Исходный фрагмент =
* * * * * * * * *
Практическая и теоретическая значимость исследования. Триадические спекулятивные схемы, используемые в неоплатонизме и раннехристаинской теологии имеют при всей их интуитивной общности, порожденной временем теоретического универсализма, все же различную литературно-сюжетную и терминологическую оформленность. Поэтому принятая методика выявляет не только общность изначально воспринятых платонико-аристотелевских концептов, но и существенные различия в их реализации. Это касается прежде всего стойко-платонической теории «истинного гносиса» Климента Александрийского, его же интерпретации «божественного логоса», а также «ноологии», субординационизма и теории «всеобщего восстановления» Оригена. Теоретическая новизна исследования связана с заострением именно этих сюжетных блоков учений обоих александрийцев. Практическое значение результатов состоит в том, что они могут быть использованы в последующих историко-философских исследованиях, а также - при подготовке специальных и обобщающих курсов по истории поздне-эллинистической философии и религии. Использование результатов исследования осуществлялось в лекционных курсах «История античной философии» для студентов Санкт-Петербургского института богословия и философии (1995-1999 учебные года) и «История религии Др. Греции и Рима» для студентов Русского Христианского Гуманитарного Института (1995-1999 учебные года).
* * * * * * * * *
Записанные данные
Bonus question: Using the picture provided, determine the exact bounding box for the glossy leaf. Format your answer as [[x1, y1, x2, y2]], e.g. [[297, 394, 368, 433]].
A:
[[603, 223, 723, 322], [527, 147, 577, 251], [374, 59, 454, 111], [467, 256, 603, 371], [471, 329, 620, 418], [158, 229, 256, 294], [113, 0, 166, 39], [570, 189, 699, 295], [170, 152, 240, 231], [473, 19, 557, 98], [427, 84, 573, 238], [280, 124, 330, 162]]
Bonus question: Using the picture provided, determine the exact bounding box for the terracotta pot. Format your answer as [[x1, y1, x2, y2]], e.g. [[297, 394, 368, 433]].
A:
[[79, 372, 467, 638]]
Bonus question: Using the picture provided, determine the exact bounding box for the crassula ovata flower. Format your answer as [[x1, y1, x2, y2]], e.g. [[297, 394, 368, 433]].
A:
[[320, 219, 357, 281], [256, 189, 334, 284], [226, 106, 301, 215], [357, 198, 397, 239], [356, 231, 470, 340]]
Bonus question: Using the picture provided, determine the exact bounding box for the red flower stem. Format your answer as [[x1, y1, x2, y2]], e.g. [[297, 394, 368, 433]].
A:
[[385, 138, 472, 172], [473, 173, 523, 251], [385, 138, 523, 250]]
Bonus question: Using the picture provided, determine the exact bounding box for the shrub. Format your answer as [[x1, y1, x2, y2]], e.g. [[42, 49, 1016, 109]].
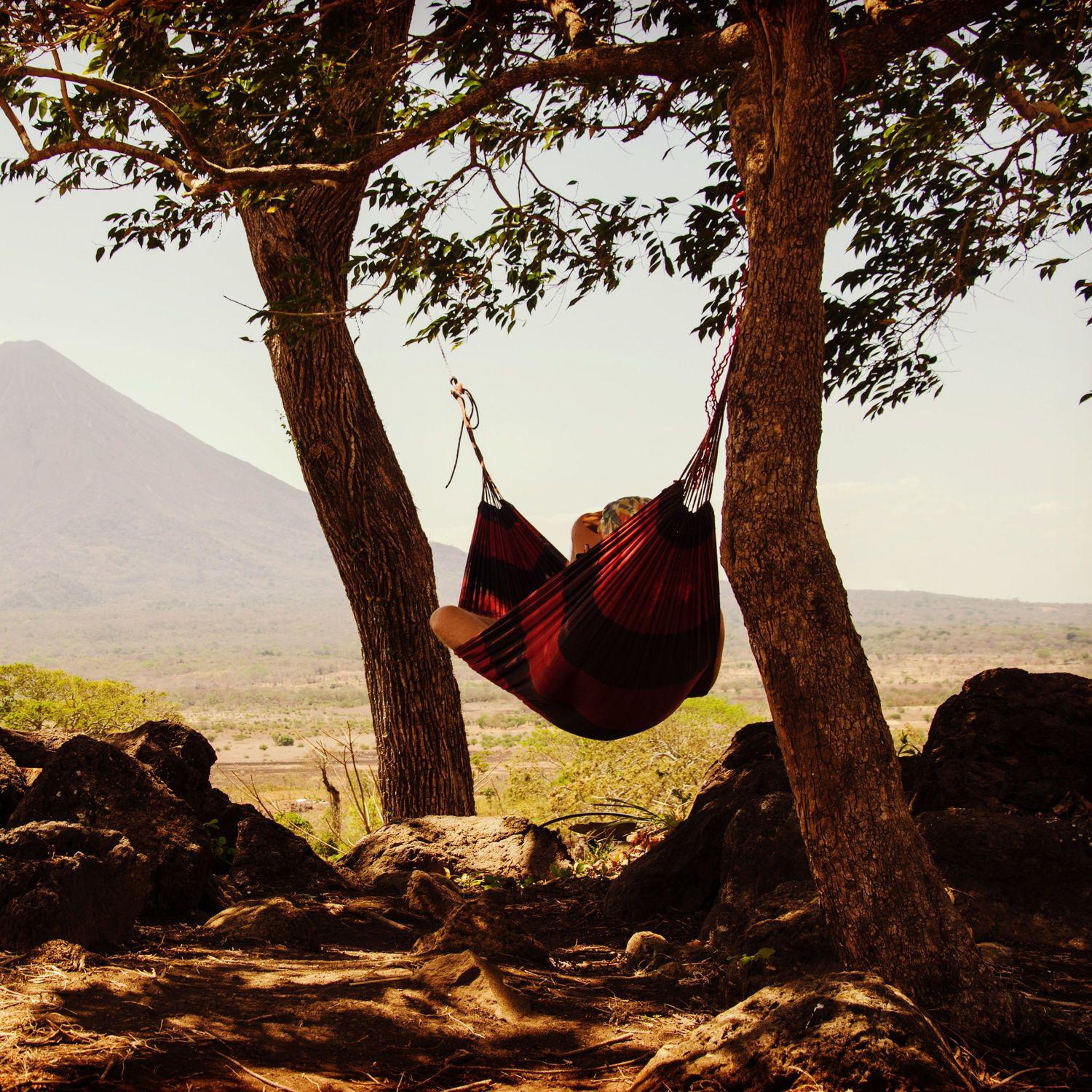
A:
[[0, 664, 178, 735], [502, 695, 747, 823]]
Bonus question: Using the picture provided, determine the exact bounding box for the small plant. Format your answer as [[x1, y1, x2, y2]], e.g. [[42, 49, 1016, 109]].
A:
[[895, 729, 922, 758], [273, 812, 314, 839]]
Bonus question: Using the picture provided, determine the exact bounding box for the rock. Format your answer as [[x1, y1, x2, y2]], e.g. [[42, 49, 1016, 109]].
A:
[[341, 816, 568, 893], [0, 727, 66, 770], [225, 804, 353, 895], [913, 668, 1092, 815], [703, 792, 815, 933], [17, 941, 104, 972], [406, 869, 467, 922], [917, 808, 1092, 947], [604, 724, 799, 921], [107, 721, 216, 818], [11, 736, 212, 914], [0, 823, 151, 951], [622, 930, 675, 969], [203, 895, 340, 951], [414, 951, 531, 1022], [413, 899, 550, 965], [0, 751, 26, 827], [630, 971, 976, 1092]]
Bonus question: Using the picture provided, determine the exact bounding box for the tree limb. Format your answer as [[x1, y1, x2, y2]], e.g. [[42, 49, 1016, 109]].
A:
[[539, 0, 596, 50], [937, 37, 1092, 137], [0, 0, 1013, 198], [0, 65, 227, 177]]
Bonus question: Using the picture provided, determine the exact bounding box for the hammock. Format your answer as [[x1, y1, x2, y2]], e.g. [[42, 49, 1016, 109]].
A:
[[452, 369, 732, 740]]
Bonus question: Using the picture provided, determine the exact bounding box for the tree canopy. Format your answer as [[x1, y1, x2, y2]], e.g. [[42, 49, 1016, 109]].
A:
[[0, 0, 1092, 412]]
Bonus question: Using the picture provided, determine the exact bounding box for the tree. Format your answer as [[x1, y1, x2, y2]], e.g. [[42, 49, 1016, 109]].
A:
[[0, 0, 474, 817], [0, 664, 178, 736], [4, 0, 1092, 1032]]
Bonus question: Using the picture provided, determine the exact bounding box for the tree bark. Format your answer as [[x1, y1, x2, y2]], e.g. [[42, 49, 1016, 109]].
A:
[[722, 0, 1016, 1034], [240, 186, 474, 819]]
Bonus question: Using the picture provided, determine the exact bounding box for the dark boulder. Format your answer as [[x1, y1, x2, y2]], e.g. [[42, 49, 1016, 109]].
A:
[[0, 749, 26, 827], [705, 792, 812, 932], [913, 668, 1092, 815], [225, 804, 354, 898], [917, 808, 1092, 947], [11, 736, 212, 914], [0, 727, 66, 770], [342, 816, 568, 895], [108, 721, 216, 818], [0, 823, 150, 951], [605, 724, 799, 921], [630, 971, 978, 1092]]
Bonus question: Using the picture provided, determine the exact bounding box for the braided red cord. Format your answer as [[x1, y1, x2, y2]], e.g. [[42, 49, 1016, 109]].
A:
[[705, 266, 747, 424]]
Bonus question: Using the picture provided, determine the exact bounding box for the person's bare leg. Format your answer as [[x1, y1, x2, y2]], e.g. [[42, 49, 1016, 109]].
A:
[[430, 607, 494, 649]]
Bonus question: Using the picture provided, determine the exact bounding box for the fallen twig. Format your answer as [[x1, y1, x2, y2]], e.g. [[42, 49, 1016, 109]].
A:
[[558, 1032, 633, 1059], [212, 1051, 296, 1092]]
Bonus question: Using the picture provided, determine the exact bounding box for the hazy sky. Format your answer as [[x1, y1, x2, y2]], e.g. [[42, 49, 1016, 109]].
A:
[[0, 135, 1092, 602]]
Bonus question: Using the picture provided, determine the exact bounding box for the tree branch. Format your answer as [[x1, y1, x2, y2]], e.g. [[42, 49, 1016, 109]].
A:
[[0, 0, 1013, 198], [539, 0, 596, 50], [937, 37, 1092, 137], [0, 96, 36, 155], [0, 65, 227, 176]]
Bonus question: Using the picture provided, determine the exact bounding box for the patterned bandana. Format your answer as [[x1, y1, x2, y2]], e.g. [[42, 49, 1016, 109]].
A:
[[600, 497, 649, 537]]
* * * * * * * * *
Что сделать =
1/ Обновите записи от строки, где есть «the tree canopy.», до строки, где есть «[[722, 0, 1016, 1034], [240, 186, 474, 819]]», включая обе: замените «exact» на «precise», а всё прочее оставьте как было. Выведите только эти строки записей.
2/ Продолжите фрагмент о значимости исследования триадических схем в неоплатонизме и раннехристианской теологии, начав сразу после его последнего предложения.

Ответы по заданиям =
1/
Bonus question: Using the picture provided, determine the precise bounding box for the tree canopy. Format your answer as [[x1, y1, x2, y2]], e.g. [[42, 49, 1016, 109]].
A:
[[0, 0, 1092, 412]]
Bonus question: Using the picture provided, determine the precise bounding box for the tree. Format your answer as [[x1, y1, x2, y2]], e.g. [[42, 49, 1016, 109]].
A:
[[0, 0, 474, 817], [0, 664, 178, 736], [4, 0, 1092, 1032]]
Bonus question: Using the picture provided, determine the precise bounding box for the tree bark. Format your answer as [[x1, y1, x2, y2]], e.g. [[42, 49, 1016, 109]].
A:
[[722, 0, 1016, 1034], [240, 186, 474, 819]]

2/
Апробация исследования. Основные результаты исследования были изложены в докладах на ежегодных конференциях «Универсум Платоновской мысли» (1993, 1994, 1995, 1996, 1997 -Санкт-Петербург), на конференциях "Социальная философия и философия истории: открытое общество и культура" (1994 - Санкт-Петербург), «Соросовские аспиранты в области гуманитарных и социальных наук» (1998 - Москва); на 8-й международной конференции молодых ученых «Человек. Природа. Общество. Актуальные проблемы» (1997 г.- Санкт-Петербург); на историко-философских семинарах и заседаниях Платоновского философского общества. Проект диссертации стал победителем конкурса кандидатских проектов правительства Санкт-Петербурга и Минвуза России (1995 - Санкт-Петербург) и конкурса диссертационных проектов «Соросовские аспиранты - 1997 г.», проводимого Институтом «Открытое Общество» (Москва). Диссертация обсуждалась и получила положительные отзывы на заседании кафедры истории философии философского факультета СПбГУ (29 сентября 1998 г.). Основное содержание работы изложено в 11 публикациях.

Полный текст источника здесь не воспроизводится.